[Extracted data entries]
================================

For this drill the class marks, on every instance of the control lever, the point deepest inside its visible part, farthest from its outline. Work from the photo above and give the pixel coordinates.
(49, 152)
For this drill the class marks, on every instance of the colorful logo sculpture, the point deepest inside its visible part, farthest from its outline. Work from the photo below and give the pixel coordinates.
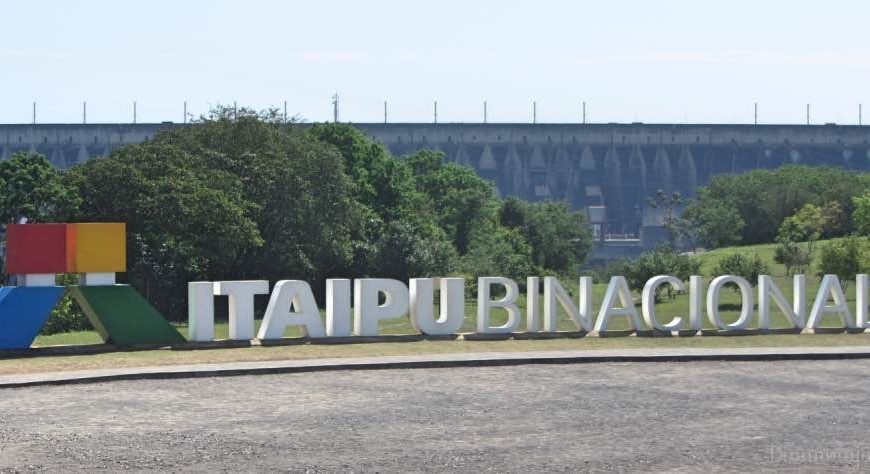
(96, 251)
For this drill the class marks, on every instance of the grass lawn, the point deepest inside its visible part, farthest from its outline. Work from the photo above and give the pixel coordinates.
(309, 351)
(678, 306)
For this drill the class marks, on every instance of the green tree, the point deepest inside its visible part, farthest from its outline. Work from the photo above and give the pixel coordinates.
(765, 198)
(861, 214)
(31, 189)
(740, 265)
(560, 238)
(663, 260)
(185, 220)
(843, 257)
(788, 251)
(716, 223)
(460, 199)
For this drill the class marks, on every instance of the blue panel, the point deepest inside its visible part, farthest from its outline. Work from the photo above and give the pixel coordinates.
(23, 312)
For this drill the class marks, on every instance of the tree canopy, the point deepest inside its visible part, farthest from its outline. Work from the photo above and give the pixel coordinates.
(243, 195)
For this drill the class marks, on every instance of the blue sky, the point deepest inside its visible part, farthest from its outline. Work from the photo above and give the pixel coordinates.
(650, 61)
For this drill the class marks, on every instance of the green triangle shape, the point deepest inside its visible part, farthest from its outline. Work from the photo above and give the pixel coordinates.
(122, 316)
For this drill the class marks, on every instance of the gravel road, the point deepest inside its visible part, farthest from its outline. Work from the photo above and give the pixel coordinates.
(600, 417)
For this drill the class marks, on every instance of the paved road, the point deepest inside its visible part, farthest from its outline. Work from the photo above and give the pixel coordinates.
(663, 416)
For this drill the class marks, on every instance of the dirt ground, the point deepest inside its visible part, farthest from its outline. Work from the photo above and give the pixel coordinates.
(746, 416)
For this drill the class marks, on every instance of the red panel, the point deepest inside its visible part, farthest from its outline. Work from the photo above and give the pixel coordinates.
(36, 248)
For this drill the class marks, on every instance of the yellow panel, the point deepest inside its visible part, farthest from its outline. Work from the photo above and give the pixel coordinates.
(101, 247)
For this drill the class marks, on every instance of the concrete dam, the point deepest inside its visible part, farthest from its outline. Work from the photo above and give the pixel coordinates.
(607, 169)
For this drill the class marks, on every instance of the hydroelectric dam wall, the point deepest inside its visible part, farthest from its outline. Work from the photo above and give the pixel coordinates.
(606, 169)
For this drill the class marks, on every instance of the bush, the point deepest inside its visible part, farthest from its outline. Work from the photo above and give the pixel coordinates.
(661, 261)
(740, 265)
(843, 257)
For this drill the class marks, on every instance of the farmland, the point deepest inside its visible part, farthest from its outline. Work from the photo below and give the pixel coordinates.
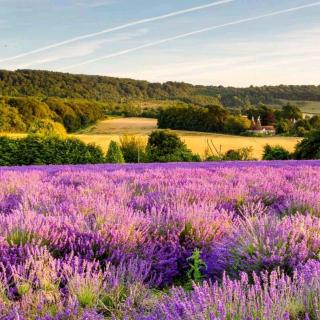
(107, 130)
(237, 241)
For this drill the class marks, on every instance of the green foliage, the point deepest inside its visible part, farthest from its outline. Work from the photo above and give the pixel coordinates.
(236, 125)
(210, 118)
(10, 119)
(99, 88)
(133, 148)
(47, 128)
(309, 147)
(166, 146)
(283, 126)
(195, 266)
(18, 114)
(47, 150)
(315, 122)
(114, 153)
(275, 153)
(215, 154)
(266, 114)
(241, 154)
(291, 112)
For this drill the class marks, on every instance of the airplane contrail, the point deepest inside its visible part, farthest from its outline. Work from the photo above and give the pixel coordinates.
(124, 26)
(185, 35)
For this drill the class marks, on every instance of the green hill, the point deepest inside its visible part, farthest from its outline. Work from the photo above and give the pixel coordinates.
(101, 88)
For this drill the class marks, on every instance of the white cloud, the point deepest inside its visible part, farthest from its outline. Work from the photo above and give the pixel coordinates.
(80, 49)
(283, 58)
(93, 3)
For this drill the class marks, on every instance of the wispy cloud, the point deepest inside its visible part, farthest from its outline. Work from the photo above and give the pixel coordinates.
(93, 3)
(255, 62)
(124, 26)
(79, 50)
(193, 33)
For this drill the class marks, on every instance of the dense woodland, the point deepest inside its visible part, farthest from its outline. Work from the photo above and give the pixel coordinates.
(64, 85)
(77, 101)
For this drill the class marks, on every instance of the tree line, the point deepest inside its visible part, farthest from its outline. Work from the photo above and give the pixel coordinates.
(162, 146)
(101, 88)
(215, 118)
(18, 114)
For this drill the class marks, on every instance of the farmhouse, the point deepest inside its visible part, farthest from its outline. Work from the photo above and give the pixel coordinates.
(258, 129)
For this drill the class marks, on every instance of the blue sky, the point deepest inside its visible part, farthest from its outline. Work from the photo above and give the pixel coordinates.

================================

**Given instruction**
Quote everything in the listing above exactly; pictures are the only thing to omit.

**Solution to the problem**
For this drill the class marks, on every instance of the control lever, the point deepest inside its visible part, farthest from its outline. Work from the photo above and give the pixel coordinates.
(49, 152)
For this drill the class marks, on every instance of the colorful logo sculpture, the point deepest inside its visible part, farthest from its outline. Work from the photo below and give the pixel coordinates.
(96, 251)
For this drill the class marks, on every instance of the grass lawn, the point deepest inside its visible part, farthest from its outline. Work from the photo above and give the pixel coordinates.
(309, 351)
(678, 306)
For this drill the class marks, on every instance of the green tree, the point deepest inside its visible part, farthest from its outline. Work from the photo above and give the pixel coordinates.
(765, 198)
(861, 214)
(31, 189)
(740, 265)
(560, 238)
(663, 260)
(185, 220)
(843, 257)
(788, 251)
(716, 223)
(460, 199)
For this drill the class marks, on every instance of the blue panel, the point deepest inside its visible part, farthest from its outline. Work from the photo above and give the pixel coordinates.
(23, 312)
For this drill the class marks, on every instance of the tree canopy, the point deepest inside its visible part, farthest from its outline. Work from the photo above and give the pixel coordinates.
(243, 195)
For this drill the class marks, on every instance of the blue sky, the point deepest inside its visible part, farthest from its outline. Work from the photo above and give the pixel coordinates.
(650, 61)
For this drill the class marks, on every instance of the green triangle shape, the point deepest inside its visible part, farthest from its outline. Work from the photo above and give the pixel coordinates.
(122, 316)
For this drill the class marks, on every instance of the gravel road, the point deepest inside its visible part, farthest from its outline. Work from the photo above and give the pixel coordinates.
(600, 417)
For this drill the class marks, on every instance of the paved road, the point deepest inside its visible part, farthest from its outline. Work from the photo above and give the pixel coordinates.
(663, 416)
For this drill the class marks, on every instance of the dirt ground, the point deepest inside its visible part, farthest from its outline. Work from the photo above and give the pixel coordinates.
(746, 416)
For this drill the class marks, on every instance of the red panel, the point deepest inside its visible part, farthest from its outline. Work from the photo above and give the pixel coordinates.
(36, 248)
For this drill the class marks, on every instance of the yellow panel, the point deepest inside its visible part, farthest from its outline. Work from the photo above and give the pixel coordinates.
(101, 247)
For this drill the class marks, on every instance of the concrete dam, the point deepest inside its visible part, farthest from its outline. Work from the photo above and give the pixel coordinates.
(607, 169)
For this drill the class marks, on every instance of the hydroelectric dam wall, the point deepest inside its visible part, farthest from its outline. Work from the photo above and give the pixel coordinates.
(606, 169)
For this drill the class marks, on every instance of the bush, the point deepest inside its visible part, farthest from its outline. Work from the photo above and give the pixel coordinates.
(661, 261)
(740, 265)
(843, 257)
For this drill the class marks, on every instance of the farmland, the point deepest inside its visible part, farthest from its outline. Work from the photo below and give the pixel coordinates.
(107, 130)
(237, 241)
For this drill the class marks, on every instance of the green foliage, the point deepest inside its visible part, farthest from its outline. Work from the photo above and give the pixel coordinates.
(236, 125)
(210, 118)
(10, 119)
(99, 88)
(133, 148)
(47, 128)
(309, 147)
(166, 146)
(283, 126)
(195, 266)
(18, 114)
(47, 150)
(315, 122)
(114, 153)
(275, 153)
(215, 154)
(266, 114)
(241, 154)
(291, 112)
For this drill the class marks, on every instance of the airplane contrail, the point deepest inside its visible part, farthest from its outline. Work from the photo above and give the pixel coordinates.
(124, 26)
(185, 35)
For this drill the class marks, on every instance of the green hill, the point deepest inside its visible part, farthest from its outline. Work from the photo above and give the pixel coordinates.
(101, 88)
For this drill the class marks, on every instance of the white cloud, the point deepest inside its visible part, farthest from its outline. Work from the photo above and give the pixel coordinates.
(80, 49)
(283, 58)
(93, 3)
For this drill the class marks, on every instance of the wispy cloud, the point deepest inside its visible part, farthest from its outline. Work from the photo above and give the pixel coordinates.
(93, 3)
(255, 62)
(124, 26)
(79, 50)
(193, 33)
For this drill the class marks, on every instance of the dense woodland, the point deepest inside its visible part, farthest from its outline. Work from the photo above and give the pixel coordinates.
(64, 85)
(77, 101)
For this drill the class marks, on every instance of the tree line, the point deepest inside its visible part, farthest from its outline. Work from the photo above and give the pixel coordinates.
(162, 146)
(101, 88)
(215, 118)
(18, 114)
For this drill the class marks, on every instance of the farmhouse, the point deepest inside its visible part, farthest from its outline. Work from the photo above and give the pixel coordinates.
(258, 129)
For this drill the class marks, on every instance of the blue sky, the point deepest inside its visible part, farthest from its outline. Work from the photo above and give the pixel coordinates.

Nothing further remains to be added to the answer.